Instruction »
From the listing that follows, extract every line and set it down unaltered.

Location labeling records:
<<<<

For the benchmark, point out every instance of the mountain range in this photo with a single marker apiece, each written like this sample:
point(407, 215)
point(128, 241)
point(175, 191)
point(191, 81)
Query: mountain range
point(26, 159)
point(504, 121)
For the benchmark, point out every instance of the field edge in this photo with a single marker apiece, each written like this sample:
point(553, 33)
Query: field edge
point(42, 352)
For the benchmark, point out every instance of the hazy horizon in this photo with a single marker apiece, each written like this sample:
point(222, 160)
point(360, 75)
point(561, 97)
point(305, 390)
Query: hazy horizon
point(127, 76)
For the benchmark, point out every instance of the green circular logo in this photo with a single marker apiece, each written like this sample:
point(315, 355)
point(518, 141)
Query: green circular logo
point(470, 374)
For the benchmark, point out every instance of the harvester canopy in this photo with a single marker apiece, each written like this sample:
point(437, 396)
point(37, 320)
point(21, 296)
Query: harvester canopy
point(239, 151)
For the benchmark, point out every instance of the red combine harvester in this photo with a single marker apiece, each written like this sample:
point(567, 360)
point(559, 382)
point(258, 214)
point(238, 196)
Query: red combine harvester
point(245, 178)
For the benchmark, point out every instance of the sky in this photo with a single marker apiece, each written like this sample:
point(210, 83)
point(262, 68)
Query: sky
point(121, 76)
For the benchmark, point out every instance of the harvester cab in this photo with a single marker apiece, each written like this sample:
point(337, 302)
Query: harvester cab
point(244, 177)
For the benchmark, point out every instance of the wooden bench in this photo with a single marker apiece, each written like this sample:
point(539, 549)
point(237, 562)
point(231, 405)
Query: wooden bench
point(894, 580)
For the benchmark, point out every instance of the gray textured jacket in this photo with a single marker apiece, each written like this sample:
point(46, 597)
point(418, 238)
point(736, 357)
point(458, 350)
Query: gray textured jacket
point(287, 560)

>>>>

Response to the task »
For the benchmark, point out every instance of the mountain range in this photo with a single marker apiece, each written like this sample:
point(407, 215)
point(128, 241)
point(175, 191)
point(191, 81)
Query: mountain range
point(26, 159)
point(504, 121)
For the benchmark, point out every instance of the field edge in this photo with a single marker apiece, each written like this sample:
point(553, 33)
Query: field edge
point(42, 352)
For the benchmark, point out every instance of the hazy horizon in this photo with a single marker apiece, each written like this sample:
point(222, 160)
point(360, 75)
point(561, 97)
point(305, 390)
Query: hazy horizon
point(127, 76)
For the benchmark, point out every instance of the green circular logo in this photo with a single marker apiece, each written like this sample:
point(315, 355)
point(518, 141)
Query: green circular logo
point(470, 374)
For the benchmark, point out every instance of the harvester canopy in this photo with a single marker apiece, each written like this sample:
point(437, 396)
point(37, 320)
point(21, 296)
Query: harvester canopy
point(239, 151)
For the benchmark, point out every instance of the red combine harvester in this photo with a single marker apiece, each written like this sample:
point(567, 360)
point(559, 382)
point(258, 214)
point(238, 196)
Query: red combine harvester
point(245, 178)
For the benchmark, point out every instance of the sky in this photo with a single marker apiece, each written like this sample:
point(210, 83)
point(262, 68)
Query: sky
point(121, 76)
For the benchmark, point out every instance of the harvester cab in this photo with a single marker apiece, each written like this sample:
point(337, 302)
Query: harvester cab
point(244, 177)
For the benchmark, point out every instance of the wooden bench in this photo with a single marker apiece, each written like this sample:
point(539, 549)
point(237, 562)
point(231, 405)
Query: wooden bench
point(894, 580)
For the benchmark, point out every instance of the gray textured jacket in this photo with a single marker apiece, each written like this sample:
point(46, 597)
point(418, 238)
point(736, 357)
point(458, 350)
Query: gray textured jacket
point(287, 560)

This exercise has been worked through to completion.